> _MATERIAL FOR THE TASK_:
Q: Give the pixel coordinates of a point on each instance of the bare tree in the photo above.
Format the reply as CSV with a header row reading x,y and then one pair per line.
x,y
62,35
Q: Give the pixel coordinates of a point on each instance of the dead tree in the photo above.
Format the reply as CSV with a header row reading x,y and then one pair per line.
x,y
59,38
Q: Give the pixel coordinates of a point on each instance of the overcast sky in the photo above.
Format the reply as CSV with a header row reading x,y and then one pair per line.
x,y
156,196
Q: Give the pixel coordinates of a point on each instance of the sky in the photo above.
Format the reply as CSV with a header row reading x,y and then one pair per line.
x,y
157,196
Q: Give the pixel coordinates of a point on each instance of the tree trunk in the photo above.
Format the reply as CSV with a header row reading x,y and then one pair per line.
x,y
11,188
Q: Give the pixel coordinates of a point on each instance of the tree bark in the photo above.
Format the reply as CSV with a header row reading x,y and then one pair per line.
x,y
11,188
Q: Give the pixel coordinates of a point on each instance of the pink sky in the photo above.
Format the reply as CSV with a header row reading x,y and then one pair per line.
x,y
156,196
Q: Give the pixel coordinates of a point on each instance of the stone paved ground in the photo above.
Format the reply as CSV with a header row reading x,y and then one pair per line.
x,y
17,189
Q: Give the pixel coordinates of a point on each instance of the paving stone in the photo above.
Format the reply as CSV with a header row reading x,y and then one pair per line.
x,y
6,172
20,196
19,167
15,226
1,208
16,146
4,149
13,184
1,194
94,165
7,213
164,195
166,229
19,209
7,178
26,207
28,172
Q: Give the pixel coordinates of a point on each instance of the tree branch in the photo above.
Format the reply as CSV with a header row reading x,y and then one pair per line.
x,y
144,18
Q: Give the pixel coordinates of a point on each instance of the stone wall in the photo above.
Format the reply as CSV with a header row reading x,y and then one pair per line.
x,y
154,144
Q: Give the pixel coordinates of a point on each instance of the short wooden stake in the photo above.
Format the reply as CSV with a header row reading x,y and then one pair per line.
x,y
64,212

> _WORK TO DO_:
Using the material above, reproduce exactly the line that contains "branch in the photo above." and all lines after it through the last one, and only those.

> _FULL OUTPUT_:
Q: Give the pixel coordinates of a point on each instance of the tree branch in the photo above.
Format the reply as CSV with a header row reading x,y and then one pair per line.
x,y
144,18
Q: Give the pixel coordinates of a point on each instance of the stone wall in the photo above.
Format the reply as CSV with a header row reading x,y and then one pair per line.
x,y
154,144
Q: Give the pixel coordinates of a point on each instance of the short wooden stake in the photo above.
Format the reply as CSV with a header row reading x,y and then one pair per line.
x,y
64,212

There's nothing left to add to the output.